What is required = Print the entries exactly as given.

Records for this exercise =
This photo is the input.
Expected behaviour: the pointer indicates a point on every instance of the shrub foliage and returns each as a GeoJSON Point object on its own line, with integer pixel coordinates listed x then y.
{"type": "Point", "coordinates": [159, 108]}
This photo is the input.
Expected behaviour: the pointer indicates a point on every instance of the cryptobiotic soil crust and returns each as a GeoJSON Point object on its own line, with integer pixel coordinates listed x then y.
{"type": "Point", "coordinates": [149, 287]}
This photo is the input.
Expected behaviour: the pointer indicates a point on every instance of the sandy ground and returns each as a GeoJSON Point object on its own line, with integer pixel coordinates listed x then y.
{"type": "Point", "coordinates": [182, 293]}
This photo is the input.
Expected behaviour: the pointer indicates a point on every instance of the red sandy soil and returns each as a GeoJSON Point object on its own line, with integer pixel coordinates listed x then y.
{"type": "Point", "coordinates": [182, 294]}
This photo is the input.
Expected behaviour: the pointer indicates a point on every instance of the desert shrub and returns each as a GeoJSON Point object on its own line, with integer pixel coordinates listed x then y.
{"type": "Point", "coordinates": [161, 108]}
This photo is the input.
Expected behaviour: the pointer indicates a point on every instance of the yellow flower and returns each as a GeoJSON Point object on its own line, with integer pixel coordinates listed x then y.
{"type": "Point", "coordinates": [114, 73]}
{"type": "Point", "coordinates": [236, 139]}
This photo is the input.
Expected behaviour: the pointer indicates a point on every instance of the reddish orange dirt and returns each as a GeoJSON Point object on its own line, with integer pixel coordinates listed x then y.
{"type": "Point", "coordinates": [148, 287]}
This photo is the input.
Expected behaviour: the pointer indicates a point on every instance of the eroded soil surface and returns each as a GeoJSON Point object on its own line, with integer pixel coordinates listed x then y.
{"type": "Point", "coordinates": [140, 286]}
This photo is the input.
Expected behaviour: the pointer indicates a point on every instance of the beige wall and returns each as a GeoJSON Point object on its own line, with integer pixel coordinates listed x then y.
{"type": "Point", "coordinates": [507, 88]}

Task result =
This photo is the input.
Expected behaviour: the pointer indicates a point on every instance of the shrub foliage and returns each as a GeoJSON Point object on its own line, with integer pixel coordinates listed x then y.
{"type": "Point", "coordinates": [159, 108]}
This photo is the input.
Expected behaviour: the pointer indicates a point on every instance of the cryptobiotic soil crust and returns each as a GeoJSON Point object on its own line, with integer pixel coordinates listed x then y.
{"type": "Point", "coordinates": [149, 287]}
This photo is the input.
Expected behaviour: the pointer indicates a point on every instance of the sandy ground and returns each as a GeoJSON Point object on its own line, with integer pixel coordinates listed x then y.
{"type": "Point", "coordinates": [182, 293]}
This photo is the input.
Expected behaviour: the pointer indicates a point on every instance of the red sandy soil and returns each as a GeoJSON Point object on its own line, with integer pixel coordinates listed x then y.
{"type": "Point", "coordinates": [182, 294]}
This photo is the input.
Expected behaviour: the pointer indicates a point on every instance of the desert shrub and returns each as a GeoJSON Point object on its own line, with integer pixel coordinates listed x then y.
{"type": "Point", "coordinates": [161, 108]}
This photo is the input.
Expected behaviour: the pointer indicates a point on every instance of the yellow flower and returns each as a GeoJSON Point object on its own line, with integer pixel coordinates listed x then y.
{"type": "Point", "coordinates": [114, 73]}
{"type": "Point", "coordinates": [236, 139]}
This photo is the input.
Expected behaviour: the pointer indicates a point on every instance of the reddish orange dirt and returns each as a GeoJSON Point object on its own line, with integer pixel coordinates listed x then y.
{"type": "Point", "coordinates": [148, 287]}
This photo is the input.
Expected behaviour: the pointer indicates a point on every instance of the eroded soil surface and returns each as a GeoJSON Point object on its own line, with integer pixel coordinates listed x then y.
{"type": "Point", "coordinates": [140, 286]}
This photo is the input.
Expected behaviour: the pointer indicates a point on every instance of the beige wall and returns each as a GeoJSON Point object on its own line, with integer pixel coordinates listed x then y.
{"type": "Point", "coordinates": [507, 88]}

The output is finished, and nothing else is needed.